Region labeling items

○ ○ ○

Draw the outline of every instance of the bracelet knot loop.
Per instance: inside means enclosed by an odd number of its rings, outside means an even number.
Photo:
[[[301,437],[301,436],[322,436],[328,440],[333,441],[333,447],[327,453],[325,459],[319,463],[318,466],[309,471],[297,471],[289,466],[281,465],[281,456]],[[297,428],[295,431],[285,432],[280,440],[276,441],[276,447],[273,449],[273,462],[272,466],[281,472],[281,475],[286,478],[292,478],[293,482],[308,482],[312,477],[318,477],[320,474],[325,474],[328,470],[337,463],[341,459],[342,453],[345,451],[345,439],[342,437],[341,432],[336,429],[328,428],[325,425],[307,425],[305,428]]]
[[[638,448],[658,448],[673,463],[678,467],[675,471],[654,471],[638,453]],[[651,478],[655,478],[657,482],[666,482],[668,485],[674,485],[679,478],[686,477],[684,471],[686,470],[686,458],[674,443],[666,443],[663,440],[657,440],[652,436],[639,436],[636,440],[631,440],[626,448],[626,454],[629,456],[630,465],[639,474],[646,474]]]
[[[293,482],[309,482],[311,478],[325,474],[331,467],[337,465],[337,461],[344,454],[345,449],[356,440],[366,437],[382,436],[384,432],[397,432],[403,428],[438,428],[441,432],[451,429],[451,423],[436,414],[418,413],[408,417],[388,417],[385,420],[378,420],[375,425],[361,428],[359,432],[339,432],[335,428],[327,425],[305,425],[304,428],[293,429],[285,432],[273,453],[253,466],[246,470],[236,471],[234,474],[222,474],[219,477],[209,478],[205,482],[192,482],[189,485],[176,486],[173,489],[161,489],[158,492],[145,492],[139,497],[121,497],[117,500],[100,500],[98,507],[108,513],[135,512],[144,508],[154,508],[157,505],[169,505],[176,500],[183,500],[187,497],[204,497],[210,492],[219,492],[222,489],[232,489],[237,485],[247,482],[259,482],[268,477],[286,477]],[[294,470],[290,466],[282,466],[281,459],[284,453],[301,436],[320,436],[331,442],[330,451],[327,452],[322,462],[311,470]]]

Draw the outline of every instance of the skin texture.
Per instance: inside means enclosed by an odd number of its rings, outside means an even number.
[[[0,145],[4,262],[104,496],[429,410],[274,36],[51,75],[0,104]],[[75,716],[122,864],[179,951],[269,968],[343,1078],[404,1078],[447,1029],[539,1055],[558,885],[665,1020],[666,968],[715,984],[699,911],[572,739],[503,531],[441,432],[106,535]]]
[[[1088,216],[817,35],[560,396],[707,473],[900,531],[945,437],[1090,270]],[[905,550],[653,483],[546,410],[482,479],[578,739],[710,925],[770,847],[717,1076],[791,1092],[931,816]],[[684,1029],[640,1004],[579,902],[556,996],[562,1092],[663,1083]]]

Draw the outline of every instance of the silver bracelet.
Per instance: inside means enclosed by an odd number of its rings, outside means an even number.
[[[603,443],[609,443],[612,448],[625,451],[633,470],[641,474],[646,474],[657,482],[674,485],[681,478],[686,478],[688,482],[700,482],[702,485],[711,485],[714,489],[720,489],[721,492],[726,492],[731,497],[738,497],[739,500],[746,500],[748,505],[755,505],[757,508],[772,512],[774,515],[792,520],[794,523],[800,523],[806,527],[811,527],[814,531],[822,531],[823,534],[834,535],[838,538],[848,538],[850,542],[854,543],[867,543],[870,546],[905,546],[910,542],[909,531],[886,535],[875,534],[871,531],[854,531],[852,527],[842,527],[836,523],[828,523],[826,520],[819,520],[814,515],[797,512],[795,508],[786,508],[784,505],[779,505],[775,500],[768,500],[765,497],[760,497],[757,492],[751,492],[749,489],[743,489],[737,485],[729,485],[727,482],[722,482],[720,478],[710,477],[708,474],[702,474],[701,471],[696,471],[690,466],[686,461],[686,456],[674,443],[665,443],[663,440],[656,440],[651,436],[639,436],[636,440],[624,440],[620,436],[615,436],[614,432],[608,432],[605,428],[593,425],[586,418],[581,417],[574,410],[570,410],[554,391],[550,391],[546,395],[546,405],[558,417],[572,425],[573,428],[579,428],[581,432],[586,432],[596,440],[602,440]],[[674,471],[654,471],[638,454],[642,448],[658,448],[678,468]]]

○ ○ ○

#### Exercise goal
Copy out the items word for word, starting at the line that contains "Draw the outline of every instance of the skin" and continuing through the end of the items, with both ends included.

#### Exercise answer
Draw the outline of every instance of the skin texture.
Per instance: inside means enclosed by an odd number of its rings, outside means an even number.
[[[0,145],[4,262],[104,496],[429,410],[274,36],[51,75],[0,104]],[[75,716],[122,864],[179,951],[269,968],[343,1078],[404,1078],[447,1029],[539,1055],[558,885],[665,1020],[666,968],[715,984],[699,911],[572,739],[503,531],[441,432],[106,535]]]
[[[1088,216],[817,35],[560,396],[707,473],[900,531],[945,437],[1090,270]],[[905,550],[653,483],[546,410],[482,479],[578,739],[710,925],[770,847],[717,1076],[791,1092],[931,816]],[[684,1029],[640,1004],[579,902],[556,996],[562,1092],[663,1083]]]

Draw the outline of every instance of the silver bracelet.
Per instance: inside means enclosed by an odd number of its rings, outside means an even number.
[[[603,443],[609,443],[612,448],[625,451],[633,470],[641,474],[646,474],[657,482],[674,485],[681,478],[686,478],[688,482],[700,482],[702,485],[711,485],[714,489],[720,489],[721,492],[726,492],[731,497],[738,497],[739,500],[746,500],[748,505],[755,505],[757,508],[772,512],[774,515],[792,520],[794,523],[800,523],[806,527],[811,527],[814,531],[822,531],[823,534],[834,535],[838,538],[848,538],[850,542],[854,543],[867,543],[870,546],[905,546],[910,542],[909,531],[886,535],[875,534],[871,531],[854,531],[852,527],[842,527],[836,523],[828,523],[826,520],[819,520],[814,515],[797,512],[795,508],[786,508],[784,505],[779,505],[775,500],[768,500],[765,497],[760,497],[757,492],[751,492],[749,489],[743,489],[737,485],[729,485],[727,482],[722,482],[720,478],[710,477],[708,474],[702,474],[701,471],[696,471],[690,466],[686,461],[686,456],[674,443],[665,443],[663,440],[656,440],[651,436],[639,436],[636,440],[624,440],[620,436],[615,436],[614,432],[608,432],[605,428],[593,425],[586,418],[581,417],[574,410],[570,410],[554,391],[550,391],[546,395],[546,405],[558,417],[572,425],[573,428],[579,428],[581,432],[586,432],[596,440],[602,440]],[[674,471],[654,471],[638,454],[642,448],[658,448],[678,468]]]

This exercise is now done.